• **Prompt**:
Change every occurrence of "rough mask" to "coarse mask" in the records below and write them out again with nothing else altered. Leave the pictures out of your answer.

• **Input material**:
========================================

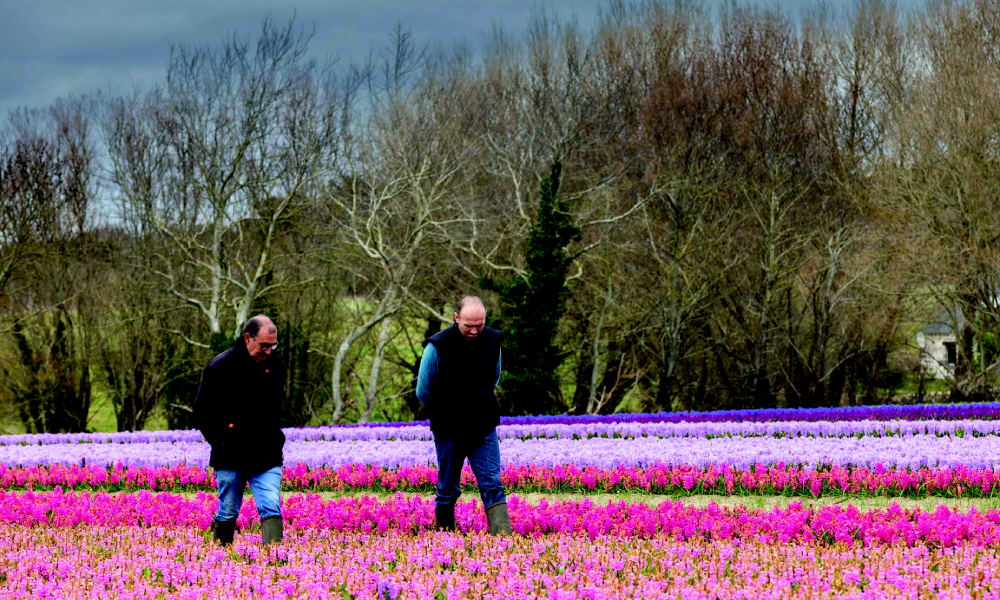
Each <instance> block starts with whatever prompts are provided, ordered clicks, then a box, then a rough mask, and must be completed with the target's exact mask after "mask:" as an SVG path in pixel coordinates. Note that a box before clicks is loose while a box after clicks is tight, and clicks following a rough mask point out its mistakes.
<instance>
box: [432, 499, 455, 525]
mask: <svg viewBox="0 0 1000 600" xmlns="http://www.w3.org/2000/svg"><path fill="white" fill-rule="evenodd" d="M434 528H435V529H439V530H441V531H455V505H454V504H448V505H446V506H441V505H440V504H435V505H434Z"/></svg>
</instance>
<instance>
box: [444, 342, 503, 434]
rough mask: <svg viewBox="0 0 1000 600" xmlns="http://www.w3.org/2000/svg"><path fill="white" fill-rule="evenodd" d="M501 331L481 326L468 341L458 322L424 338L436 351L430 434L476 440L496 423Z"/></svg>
mask: <svg viewBox="0 0 1000 600" xmlns="http://www.w3.org/2000/svg"><path fill="white" fill-rule="evenodd" d="M500 338H501V333H500V332H499V331H497V330H496V329H492V328H490V327H484V328H483V330H482V332H481V333H480V334H479V336H478V337H477V338H476V339H475V340H472V341H469V340H467V339H465V337H463V336H462V332H460V331H459V330H458V325H457V324H453V325H452V326H451V327H449V328H447V329H445V330H444V331H441V332H439V333H436V334H435V335H433V336H431V338H430V339H428V340H427V341H428V343H430V344H434V349H435V350H436V351H437V354H438V360H439V364H438V371H437V374H436V375H435V377H434V379H433V380H432V381H431V398H433V399H434V401H433V405H432V406H431V431H433V432H434V437H435V438H439V439H444V440H454V441H477V440H482V439H483V438H484V437H486V434H488V433H489V432H490V431H491V430H493V429H495V428H496V426H497V425H499V424H500V405H499V404H498V403H497V397H496V394H495V392H494V384H495V383H496V373H497V366H498V362H499V360H500Z"/></svg>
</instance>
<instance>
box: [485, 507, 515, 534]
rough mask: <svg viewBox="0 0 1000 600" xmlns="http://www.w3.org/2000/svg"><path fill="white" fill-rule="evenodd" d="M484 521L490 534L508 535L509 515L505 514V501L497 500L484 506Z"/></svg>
mask: <svg viewBox="0 0 1000 600" xmlns="http://www.w3.org/2000/svg"><path fill="white" fill-rule="evenodd" d="M486 522H487V523H488V525H489V531H490V535H510V533H511V532H510V515H509V514H507V503H506V502H497V503H496V504H493V505H490V506H487V507H486Z"/></svg>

========================================

• **Result below**:
Each <instance> block starts with whatever prompts are provided, ordered clicks, then a box, then a coarse mask, and must be completed with the target's exact mask after "mask:" as an SVG path in pixel coordinates. Note that a box before clicks is loose while a box after clicks is tight, and clicks following a coarse mask point out its mistakes.
<instance>
box: [432, 499, 455, 525]
mask: <svg viewBox="0 0 1000 600" xmlns="http://www.w3.org/2000/svg"><path fill="white" fill-rule="evenodd" d="M434 528H435V529H439V530H441V531H455V505H454V504H448V505H446V506H441V505H440V504H435V505H434Z"/></svg>
</instance>
<instance>
box: [444, 342, 503, 434]
coarse mask: <svg viewBox="0 0 1000 600" xmlns="http://www.w3.org/2000/svg"><path fill="white" fill-rule="evenodd" d="M501 331L481 326L468 341L458 322L424 338L436 351L430 434L476 440L496 423Z"/></svg>
mask: <svg viewBox="0 0 1000 600" xmlns="http://www.w3.org/2000/svg"><path fill="white" fill-rule="evenodd" d="M500 338H501V333H500V332H499V331H497V330H496V329H492V328H490V327H484V328H483V330H482V332H481V333H480V334H479V336H478V337H477V338H476V339H475V340H472V341H469V340H467V339H465V337H463V336H462V332H460V331H459V330H458V325H457V324H453V325H452V326H451V327H449V328H447V329H445V330H444V331H441V332H439V333H436V334H435V335H433V336H431V338H430V339H428V340H427V341H428V343H430V344H434V349H435V350H436V351H437V354H438V360H439V364H438V371H437V374H436V375H435V377H434V379H433V380H432V381H431V398H433V399H434V401H433V405H432V406H431V431H433V432H434V437H435V438H439V439H444V440H454V441H477V440H482V439H483V438H484V437H486V434H488V433H489V432H490V431H491V430H493V429H495V428H496V426H497V425H499V424H500V405H499V404H498V403H497V397H496V394H495V392H494V384H495V383H496V373H497V366H498V362H499V360H500Z"/></svg>
</instance>
<instance>
box: [485, 507, 515, 534]
coarse mask: <svg viewBox="0 0 1000 600" xmlns="http://www.w3.org/2000/svg"><path fill="white" fill-rule="evenodd" d="M484 521L490 534L508 535L509 515L505 514V501L497 500L484 506Z"/></svg>
mask: <svg viewBox="0 0 1000 600" xmlns="http://www.w3.org/2000/svg"><path fill="white" fill-rule="evenodd" d="M486 522H487V523H488V525H489V531H490V535H510V533H511V532H510V515H509V514H507V503H506V502H497V503H496V504H493V505H490V506H487V507H486Z"/></svg>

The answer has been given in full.